> Requirement: Please reproduce every entry below word for word, leaving the pictures out.

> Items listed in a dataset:
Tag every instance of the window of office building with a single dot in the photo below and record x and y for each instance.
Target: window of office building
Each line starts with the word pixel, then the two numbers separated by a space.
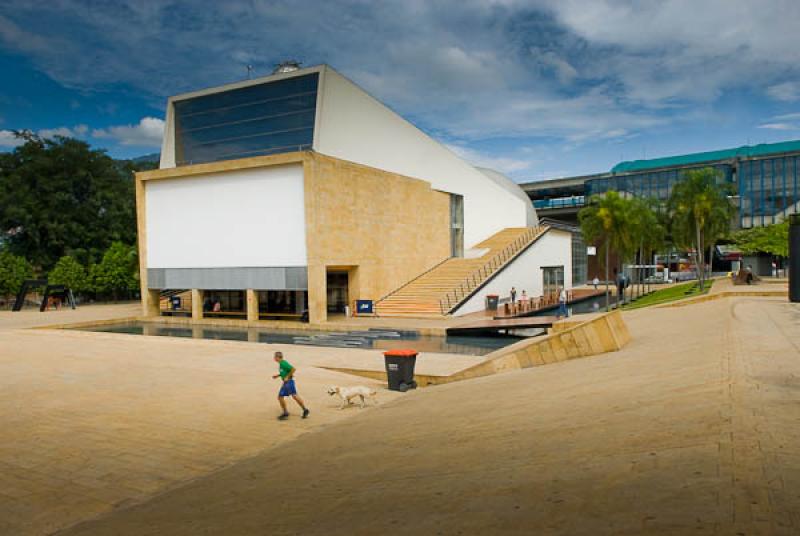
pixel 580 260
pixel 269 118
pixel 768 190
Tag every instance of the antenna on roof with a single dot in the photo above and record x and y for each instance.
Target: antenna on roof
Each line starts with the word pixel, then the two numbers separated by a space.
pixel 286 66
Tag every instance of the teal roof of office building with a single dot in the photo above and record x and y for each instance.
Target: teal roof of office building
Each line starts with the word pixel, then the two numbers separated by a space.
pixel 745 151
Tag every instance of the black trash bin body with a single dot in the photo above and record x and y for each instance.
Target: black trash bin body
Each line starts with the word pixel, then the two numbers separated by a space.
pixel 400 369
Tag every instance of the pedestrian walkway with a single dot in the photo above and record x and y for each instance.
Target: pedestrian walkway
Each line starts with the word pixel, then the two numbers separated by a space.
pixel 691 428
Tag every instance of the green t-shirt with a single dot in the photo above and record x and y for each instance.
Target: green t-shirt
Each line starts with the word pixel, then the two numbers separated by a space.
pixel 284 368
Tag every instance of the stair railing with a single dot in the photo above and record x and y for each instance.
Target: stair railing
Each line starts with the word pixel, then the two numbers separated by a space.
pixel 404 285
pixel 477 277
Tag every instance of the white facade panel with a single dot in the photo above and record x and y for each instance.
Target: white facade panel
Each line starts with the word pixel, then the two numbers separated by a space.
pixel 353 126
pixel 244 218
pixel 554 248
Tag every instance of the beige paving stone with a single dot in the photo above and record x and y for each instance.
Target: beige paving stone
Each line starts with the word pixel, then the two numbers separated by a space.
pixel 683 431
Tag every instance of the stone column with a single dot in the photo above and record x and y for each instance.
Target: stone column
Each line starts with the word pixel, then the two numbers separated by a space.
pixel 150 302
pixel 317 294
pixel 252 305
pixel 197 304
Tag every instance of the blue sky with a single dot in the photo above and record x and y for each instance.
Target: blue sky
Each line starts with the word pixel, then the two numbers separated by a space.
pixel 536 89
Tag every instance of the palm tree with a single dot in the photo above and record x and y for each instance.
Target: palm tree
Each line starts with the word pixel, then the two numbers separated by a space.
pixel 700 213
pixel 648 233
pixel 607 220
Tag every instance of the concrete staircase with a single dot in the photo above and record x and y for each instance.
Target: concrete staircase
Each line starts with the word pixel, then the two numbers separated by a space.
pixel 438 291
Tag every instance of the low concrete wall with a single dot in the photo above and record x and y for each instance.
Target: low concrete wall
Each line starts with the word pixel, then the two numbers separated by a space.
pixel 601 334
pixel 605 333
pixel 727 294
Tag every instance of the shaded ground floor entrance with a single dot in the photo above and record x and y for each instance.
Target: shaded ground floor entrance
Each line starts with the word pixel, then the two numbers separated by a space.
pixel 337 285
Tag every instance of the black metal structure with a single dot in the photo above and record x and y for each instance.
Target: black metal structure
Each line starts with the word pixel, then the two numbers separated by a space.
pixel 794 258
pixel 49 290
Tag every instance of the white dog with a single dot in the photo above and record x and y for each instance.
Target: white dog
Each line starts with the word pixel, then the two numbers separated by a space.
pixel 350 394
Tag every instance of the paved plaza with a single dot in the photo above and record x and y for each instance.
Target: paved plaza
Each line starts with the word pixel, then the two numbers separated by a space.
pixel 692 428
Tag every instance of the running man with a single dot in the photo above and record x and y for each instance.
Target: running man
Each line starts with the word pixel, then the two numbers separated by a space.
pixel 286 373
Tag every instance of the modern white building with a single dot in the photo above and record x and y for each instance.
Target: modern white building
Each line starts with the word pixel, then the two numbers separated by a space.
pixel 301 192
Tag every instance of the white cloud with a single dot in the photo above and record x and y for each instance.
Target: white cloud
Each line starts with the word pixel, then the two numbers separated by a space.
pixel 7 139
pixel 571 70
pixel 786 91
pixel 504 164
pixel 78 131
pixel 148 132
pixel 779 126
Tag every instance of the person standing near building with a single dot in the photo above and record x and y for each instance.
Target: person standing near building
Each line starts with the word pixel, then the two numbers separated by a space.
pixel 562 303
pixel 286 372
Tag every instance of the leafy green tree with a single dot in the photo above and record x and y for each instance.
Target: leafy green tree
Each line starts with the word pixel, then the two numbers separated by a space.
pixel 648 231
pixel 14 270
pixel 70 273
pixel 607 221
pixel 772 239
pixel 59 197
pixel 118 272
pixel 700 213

> Written answer:
Tag every instance of the window of office building with a single dot in the photo below and record x and y for each instance.
Target: window of office building
Each line starts with the word pixel, then the two numbers separated by a space.
pixel 580 260
pixel 269 118
pixel 768 190
Tag every instance of the antenna on roof with a single dot in the photo above and record x and y for each instance.
Target: antenna on roof
Each line starts with the word pixel, then the two numbers separated by a space.
pixel 286 66
Tag every instance of the teal roof of office building with a single dot in the photo above and record x and y for each instance.
Target: teal roof of office building
Each line starts with the word pixel, then the two numbers separated by a space.
pixel 745 151
Tag every instance of the black trash bin body with a single dot in the photo above and record x and y for each instance.
Target: black trash bin body
Each line starts with the word pixel, then the two numbers separated by a space.
pixel 400 369
Tag every instance of the pedestrian walkway with a single dot in the photo above and record x and y for each instance.
Target: pedestrian walkway
Each line starts with the word pixel, then the two numbers separated by a space.
pixel 691 428
Tag every instance of the green t-shirt with a single dot in the photo above and record x and y for each instance.
Target: green t-shirt
Each line starts with the word pixel, then the two numbers separated by a space.
pixel 284 368
Tag every instance of the stair railing with a single dot in the photo above and record x and y for each instance.
Target: stair railing
Each line starts with the word pixel, then the two numbers separated by a space.
pixel 404 285
pixel 477 277
Tag every instance of the white facade panel with a single dot in the photo above and record x and y for each instance.
Target: white facade panel
Each line starts with the word pixel, then the two numbers separated by a space.
pixel 353 126
pixel 244 218
pixel 554 248
Tag every instance of the beige paving stone with a single dot in the photo above and record x and y for each instance.
Target: beige paving stone
Each line starts with the word pixel, then the two numbers separated by a space.
pixel 683 431
Tag every instance of the stone column with a single dot in the photo above and record x and y for each instance.
Target: stone column
Each line starts with the word pixel, then the two numbers separated by a space.
pixel 150 302
pixel 317 294
pixel 252 305
pixel 197 304
Tag every instance of the blue sky with a single dot in the photo above and record x and y for each instance.
Target: blue sky
Each line starts with the word pixel, then the two numbers separated by a space.
pixel 536 89
Tag every instance of the palm tree with a single dot in the photo above and record x and y for each instance.
Target: palm tree
Each line starts with the word pixel, then the two numbers separated by a space.
pixel 700 213
pixel 648 233
pixel 607 220
Tag every instance of the concrete staircase with a single dot in the photo above and record x and y for each instance.
Target: concrete staircase
Each line starts with the word pixel, then the two numbers separated by a space.
pixel 438 291
Tag every instance of the low concrete wall with a single dot in the photo above and record x and y for each instance.
Target: low concrete wall
Each line starts with the word pixel, then the two numbers separated by a space.
pixel 601 334
pixel 605 333
pixel 727 294
Tag every instance of the shaded ground floor entrance with a single dot in the photo above and record x and y for each instance.
Target: shaded ground floor entrance
Each line starts with the word pixel, then the two numbers separated by a space.
pixel 337 285
Tag every instance of the black metal structure with a single dot in the photo above and record x and y for each instance.
Target: black metal structure
Each line starts with the word pixel, then the two numbers separated by a space.
pixel 794 258
pixel 49 290
Tag every instance of the white dog with a single dot in the photo above and record x and y for each instance.
Target: white dog
Each line starts with the word pixel, then the two numbers separated by a space.
pixel 350 394
Tag every instance of the paved plaza with a single dot in the photo above and record x and y for each instance.
Target: paved plaza
Each line starts with the word pixel, then the two numbers separated by a space.
pixel 692 428
Tag every instance of the running man with a single dot in the photo above and record x and y for each instance.
Target: running man
Each line starts with the word pixel, then the two numbers separated by a space.
pixel 286 373
Tag every instance of the modern white building with a single dot in the photo above and record x and y for each instance.
Target: modern white building
Each line starts with the word pixel, then the two numbers separated by a space.
pixel 301 192
Tag every instance of the white cloud with a single dot in the photo above and record x and y for each instance.
Target: white cloud
Each line starts with the word pixel, then the two numbers separated by a space.
pixel 7 139
pixel 571 70
pixel 786 91
pixel 504 164
pixel 78 131
pixel 148 132
pixel 779 126
Tag every instance of the person standing near building with a single dot in the photo above and record x and y for each instance.
Target: person standing near building
Each line starts with the word pixel, then the two numbers separated by a space.
pixel 562 303
pixel 286 372
Tag every instance of the leafy green tree with a single dot in the photo above and record x and y for each instance.
Target: leafy green tree
Each line starts with the word pixel, then the two numbers separated by a space.
pixel 648 231
pixel 14 270
pixel 70 273
pixel 607 221
pixel 772 239
pixel 59 197
pixel 118 272
pixel 700 213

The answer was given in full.